▸ Teks Bacaan:
Saham Properti Kawasan Industri: Saat Peluang dan Risiko Saling Berkejaran

Senin, 07 Juli 2025 | 07:22:22 WIB
Saham Properti Kawasan Industri: Saat Peluang dan Risiko Saling Berkejaran

JAKARTA - Ketika pasar modal masih bergerak dalam bayang-bayang ketidakpastian global dan domestik, sektor properti kawasan industri menjadi salah satu yang turut terdampak. Di tengah volatilitas yang membayangi semester II 2025, sejumlah emiten mencoba bertahan dan mencari celah pertumbuhan, meskipun pasar belum sepenuhnya memberikan apresiasi atas kinerja mereka.

Kinerja Saham Tak Selaras Laporan Keuangan

Sejak awal tahun 2025, saham-saham emiten kawasan industri menunjukkan performa yang bervariasi. Saham PT Puradelta Lestari Tbk (DMAS) turun 8,05% secara year to date (YTD), dan PT Jababeka Tbk (KIJA) mengalami penurunan 3,23% YTD. Di sisi lain, saham PT Surya Semesta Internusa Tbk (SSIA) justru naik tajam sebesar 26,77% YTD.

Yang menarik, pergerakan harga saham ini tidak selalu mencerminkan kondisi fundamental perusahaan. SSIA, misalnya, mencatat penurunan pendapatan pada kuartal I 2025 menjadi Rp 1,06 triliun—turun 2,1% dari Rp 1,09 triliun pada periode yang sama tahun sebelumnya. Sebaliknya, KIJA justru mencetak pertumbuhan pendapatan signifikan sebesar 87%, dari Rp 690 miliar menjadi Rp 1,29 triliun.

Sekretaris Perusahaan KIJA, Mulyadi Suganda, mengakui bahwa ketidakpastian global turut memengaruhi iklim investasi dan aktivitas perdagangan dunia. Faktor eksternal seperti perang tarif antara Amerika Serikat dan mitra dagangnya, penurunan indeks dolar AS, serta ketegangan geopolitik di Eropa Timur dan Timur Tengah masih membayangi keputusan investasi.

Namun, KIJA tetap melihat peluang, terutama dari tren relokasi industri dan diversifikasi rantai pasok yang memicu minat investor asing. Kawasan industri di Cikarang dan Kendal yang dikembangkan Jababeka diyakini masih potensial, meski investor saat ini masih cenderung bersikap wait and see.

Pergerakan nilai tukar yang dipicu volatilitas indeks dolar juga menjadi perhatian tersendiri, karena berpengaruh pada biaya pendanaan dan eksposur valas. KIJA pun mengambil langkah mitigasi risiko dengan mengonversi pinjaman luar negeri senilai US$ 87,4 juta menjadi pinjaman dalam mata uang rupiah sekitar Rp 1,4 triliun.

Data pelabelan lokasi:
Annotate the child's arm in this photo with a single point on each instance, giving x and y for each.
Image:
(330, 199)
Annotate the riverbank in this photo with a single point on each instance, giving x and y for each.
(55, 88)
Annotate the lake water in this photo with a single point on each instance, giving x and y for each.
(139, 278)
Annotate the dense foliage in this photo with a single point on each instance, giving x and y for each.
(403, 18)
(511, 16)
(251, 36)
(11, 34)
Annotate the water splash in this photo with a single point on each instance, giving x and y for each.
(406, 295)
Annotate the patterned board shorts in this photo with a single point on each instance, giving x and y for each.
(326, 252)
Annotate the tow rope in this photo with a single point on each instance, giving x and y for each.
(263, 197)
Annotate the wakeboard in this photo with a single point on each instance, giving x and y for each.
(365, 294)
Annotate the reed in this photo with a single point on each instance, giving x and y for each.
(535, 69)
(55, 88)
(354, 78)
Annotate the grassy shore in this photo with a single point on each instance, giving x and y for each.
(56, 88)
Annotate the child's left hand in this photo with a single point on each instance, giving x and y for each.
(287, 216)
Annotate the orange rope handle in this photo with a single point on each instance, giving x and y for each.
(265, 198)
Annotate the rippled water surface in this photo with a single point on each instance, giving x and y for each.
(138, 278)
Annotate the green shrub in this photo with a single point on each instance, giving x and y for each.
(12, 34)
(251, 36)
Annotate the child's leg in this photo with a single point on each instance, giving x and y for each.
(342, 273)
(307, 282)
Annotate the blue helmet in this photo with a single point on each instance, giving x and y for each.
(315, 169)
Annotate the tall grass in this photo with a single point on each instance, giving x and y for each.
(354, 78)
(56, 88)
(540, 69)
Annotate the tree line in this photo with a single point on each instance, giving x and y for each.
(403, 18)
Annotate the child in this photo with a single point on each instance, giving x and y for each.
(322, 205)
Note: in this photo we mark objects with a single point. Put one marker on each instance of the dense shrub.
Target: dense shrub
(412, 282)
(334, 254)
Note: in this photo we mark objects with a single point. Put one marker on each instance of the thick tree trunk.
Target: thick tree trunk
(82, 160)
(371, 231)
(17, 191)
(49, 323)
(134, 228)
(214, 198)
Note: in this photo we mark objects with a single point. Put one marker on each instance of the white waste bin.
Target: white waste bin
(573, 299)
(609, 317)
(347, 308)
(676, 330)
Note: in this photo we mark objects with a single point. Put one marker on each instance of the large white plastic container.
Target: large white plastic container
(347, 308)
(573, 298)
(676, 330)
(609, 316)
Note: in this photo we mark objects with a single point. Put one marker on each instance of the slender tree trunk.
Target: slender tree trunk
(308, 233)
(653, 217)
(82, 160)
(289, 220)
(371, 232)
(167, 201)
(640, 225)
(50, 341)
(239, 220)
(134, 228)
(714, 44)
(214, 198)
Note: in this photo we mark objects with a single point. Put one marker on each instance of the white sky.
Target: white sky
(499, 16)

▸ Tugas: Sebutkan semua emiten yang disebut dalam artikel tentang saham properti kawasan industri beserta kode sahamnya.

▸ Jawaban Latihan: PT Puradelta Lestari Tbk (DMAS), PT Jababeka Tbk (KIJA), dan PT Surya Semesta Internusa Tbk (SSIA).